ACTIONS TO TAKE:
• 1. According to the news report on the Gaza airstrike, through which channel did Haniyeh confirm the deaths of his sons?
• 2. Continue the news report on the Gaza airstrike from its final sentence onward.

TEXT SEGMENT:
──────

3 sons and 3 grandchildren of Haniyeh killed in Israeli airstrike in Gaza
Three sons and three grandchildren of Hamas' top political leader were killed Wednesday by an Israeli airstrike in the Gaza Strip, and the leader accused Israel of acting in "the spirit of revenge and murder."
Ismail Haniyeh's sons are among the highest-profile figures to be killed in the war so far. It was not immediately clear how their deaths might affect the monthslong cease-fire talks being brokered by international mediators, though Haniyeh said Hamas would not cave in to the pressure.
The Israeli military said the men conducted militant activity in central Gaza, without elaborating.
Haniyeh confirmed the deaths in an interview with the Al-Jazeera satellite channel, saying his sons "were martyred on the road to liberating Jerusalem and the Al-Aqsa Mosque."

──────

INFORMATION PROVIDED:

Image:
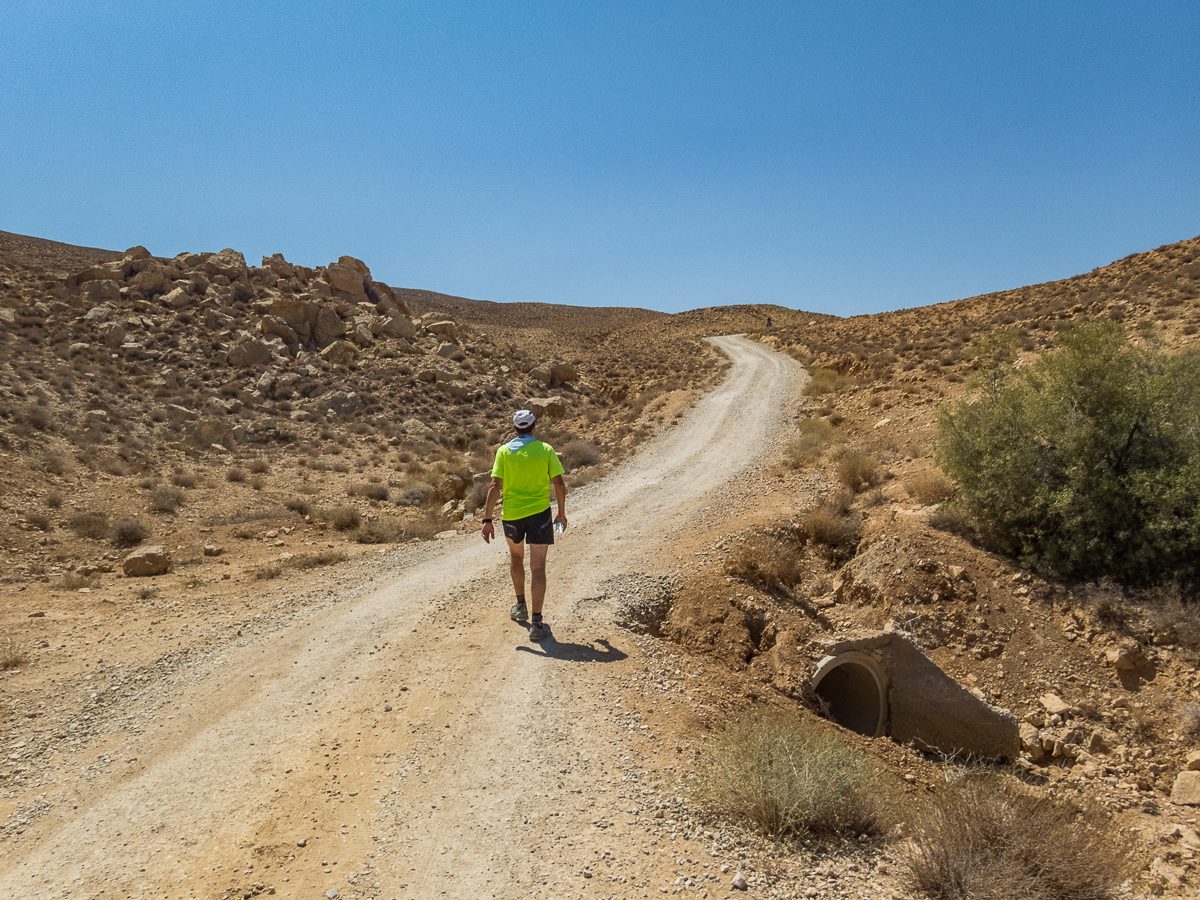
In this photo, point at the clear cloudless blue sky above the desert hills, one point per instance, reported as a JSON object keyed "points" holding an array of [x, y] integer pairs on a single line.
{"points": [[839, 158]]}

──────

SOLVED PROBLEMS:
• 1. He confirmed them in an interview with the Al-Jazeera satellite channel.

• 2.
"The criminal enemy is driven by the spirit of revenge and murder and does not value any standards or laws," he said in the phone interview.
The Israeli military described the three siblings as a cell commander and two military operatives.
In his interview with Al-Jazeera, Haniyeh said the killings would not pressure Hamas into softening its positions.
"The enemy believes that by targeting the families of the leaders, it will push them to give up the demands of our people," he said. "Anyone who believes that targeting my sons will push Hamas to change its position is delusional."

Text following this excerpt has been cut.